◆ Records provided
----

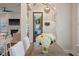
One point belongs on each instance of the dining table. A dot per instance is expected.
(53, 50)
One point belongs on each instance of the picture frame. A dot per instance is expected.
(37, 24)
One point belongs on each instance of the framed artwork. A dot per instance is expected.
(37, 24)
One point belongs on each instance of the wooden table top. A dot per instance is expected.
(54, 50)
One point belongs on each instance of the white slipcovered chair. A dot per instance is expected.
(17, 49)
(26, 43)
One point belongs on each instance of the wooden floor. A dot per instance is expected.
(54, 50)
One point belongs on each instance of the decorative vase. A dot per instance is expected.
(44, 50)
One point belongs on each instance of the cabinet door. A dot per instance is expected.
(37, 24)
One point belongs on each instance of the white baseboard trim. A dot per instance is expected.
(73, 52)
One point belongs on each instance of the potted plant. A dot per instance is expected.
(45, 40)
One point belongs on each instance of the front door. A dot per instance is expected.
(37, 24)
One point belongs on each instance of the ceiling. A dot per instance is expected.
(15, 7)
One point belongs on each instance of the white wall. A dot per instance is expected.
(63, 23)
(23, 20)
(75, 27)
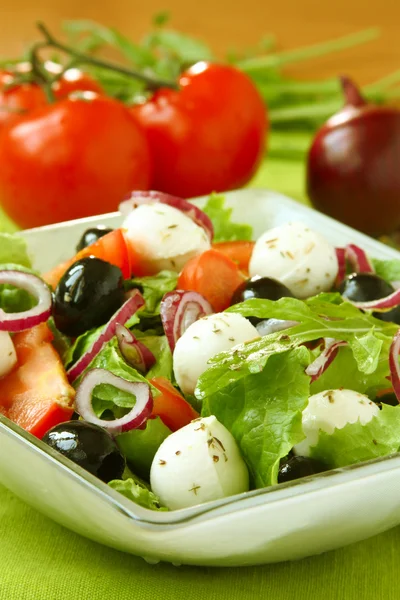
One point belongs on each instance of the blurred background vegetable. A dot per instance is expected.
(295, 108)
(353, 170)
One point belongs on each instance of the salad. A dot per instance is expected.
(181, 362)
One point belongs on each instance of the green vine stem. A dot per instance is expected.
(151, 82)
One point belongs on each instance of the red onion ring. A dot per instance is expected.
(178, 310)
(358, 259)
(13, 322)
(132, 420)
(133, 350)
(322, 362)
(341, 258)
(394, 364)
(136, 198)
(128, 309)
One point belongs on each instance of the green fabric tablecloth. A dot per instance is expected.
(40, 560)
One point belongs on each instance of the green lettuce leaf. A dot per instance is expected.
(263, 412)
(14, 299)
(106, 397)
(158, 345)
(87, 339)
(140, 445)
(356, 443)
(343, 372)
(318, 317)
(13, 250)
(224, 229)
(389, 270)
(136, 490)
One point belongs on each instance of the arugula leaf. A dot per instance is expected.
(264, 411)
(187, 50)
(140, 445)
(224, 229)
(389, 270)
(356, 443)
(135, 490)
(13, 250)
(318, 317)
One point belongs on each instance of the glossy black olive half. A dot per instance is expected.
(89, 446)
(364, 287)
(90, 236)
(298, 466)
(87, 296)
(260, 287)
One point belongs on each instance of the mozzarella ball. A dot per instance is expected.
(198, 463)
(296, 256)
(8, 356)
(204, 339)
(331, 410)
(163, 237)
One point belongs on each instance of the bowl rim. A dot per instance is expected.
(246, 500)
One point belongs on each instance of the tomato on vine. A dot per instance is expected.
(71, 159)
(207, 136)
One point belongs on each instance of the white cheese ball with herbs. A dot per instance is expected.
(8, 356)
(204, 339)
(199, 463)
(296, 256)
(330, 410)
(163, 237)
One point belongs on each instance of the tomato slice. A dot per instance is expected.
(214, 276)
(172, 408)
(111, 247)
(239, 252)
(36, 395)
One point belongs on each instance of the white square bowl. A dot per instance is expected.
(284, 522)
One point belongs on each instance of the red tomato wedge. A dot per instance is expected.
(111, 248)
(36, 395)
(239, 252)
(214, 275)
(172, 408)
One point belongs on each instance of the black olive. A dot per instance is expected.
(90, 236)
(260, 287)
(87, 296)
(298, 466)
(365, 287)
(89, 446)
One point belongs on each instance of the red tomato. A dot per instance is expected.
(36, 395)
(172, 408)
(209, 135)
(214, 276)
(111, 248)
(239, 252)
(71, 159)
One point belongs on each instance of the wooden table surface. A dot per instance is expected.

----

◆ What is being asked
Please repeat every record exactly, leaving the pictures out.

◆ Answer space
One point belongs on each instance of the dining table. A dot per instance is expected.
(53, 50)
One point belongs on each instance of the picture frame. A dot per instance is expected.
(37, 24)
One point belongs on each instance of the framed artwork. A dot per instance is expected.
(37, 24)
One point belongs on each instance of the wooden table top. A dot per instance is expected.
(54, 50)
One point belongs on each instance of the white slipcovered chair. A dot per instance is expected.
(17, 49)
(26, 43)
One point belongs on each instance of the wooden floor. A dot per instance is expected.
(54, 50)
One point belongs on each instance of the decorative vase. A dot per instance is expected.
(44, 50)
One point belongs on each instance of the cabinet door. A dot per instance is expected.
(37, 24)
One point belongs on each instance of the white baseboard trim. A dot per instance is expected.
(73, 52)
One point belongs on each instance of the potted plant. A dot per instance is expected.
(45, 40)
One point belongs on each instance of the front door. A dot per instance is expected.
(37, 24)
One point belongs on each instance of the ceiling. A dot per instance is expected.
(15, 7)
One point belongs on each instance of the white wall. A dot per instance is expected.
(63, 23)
(23, 20)
(75, 27)
One point belongs on each instance of the blurred background vegetable. A dot per instance is expected.
(295, 108)
(353, 170)
One point belongs on each instance of the salad. A dot per instance is expected.
(181, 362)
One point belongs on each instance of the green vine stem. A dot per instance is expected.
(151, 82)
One point belongs on each instance of the red onion ring. A dot per instance is expected.
(178, 310)
(358, 259)
(13, 322)
(132, 420)
(133, 350)
(322, 362)
(341, 258)
(394, 364)
(136, 198)
(128, 309)
One point belongs on each instance of the green fabric tablecloth. A dot per instance is expected.
(40, 560)
One point belongs on each instance of the green lettuce leaf. A dot per instance is expected.
(263, 412)
(14, 299)
(106, 397)
(158, 345)
(87, 339)
(140, 445)
(356, 443)
(343, 372)
(318, 317)
(13, 250)
(224, 229)
(389, 270)
(136, 490)
One point belongs on each instance of the arugula leaf. A dot per instance is expected.
(264, 411)
(187, 50)
(140, 445)
(224, 229)
(389, 270)
(356, 443)
(135, 490)
(13, 250)
(318, 317)
One point belongs on each instance of the glossy black olive half. A dot per instance is expected.
(89, 446)
(364, 287)
(90, 236)
(298, 466)
(87, 296)
(260, 287)
One point belongs on each instance of the mozzarella ball. A dot per instance is expected.
(198, 463)
(296, 256)
(8, 356)
(204, 339)
(331, 410)
(163, 237)
One point belongs on each instance of the bowl rim. A dot per instance is expected.
(246, 500)
One point belongs on each instance of the tomato on vine. A dot per instance is expected.
(71, 159)
(207, 136)
One point belongs on each instance of the white cheese ball with herbs. A dot per instance is expected.
(8, 356)
(204, 339)
(199, 463)
(296, 256)
(330, 410)
(163, 237)
One point belongs on each instance of the tomato slice. A dot per instance is expected.
(214, 276)
(172, 408)
(111, 247)
(239, 252)
(36, 395)
One point belongs on each instance of the white square bowl. A dot per instance is expected.
(284, 522)
One point belongs on each instance of the red tomato wedge. A dot per instance is expected.
(111, 248)
(36, 395)
(239, 252)
(214, 275)
(172, 408)
One point belongs on each instance of the black olive. A dot per instance is expected.
(90, 236)
(260, 287)
(87, 296)
(298, 466)
(365, 287)
(89, 446)
One point belongs on each instance of the red tomato. A dot per instance is expected.
(36, 395)
(172, 408)
(209, 135)
(214, 276)
(111, 248)
(239, 252)
(71, 159)
One point belongs on each instance of the wooden table surface. A dot per instance is expected.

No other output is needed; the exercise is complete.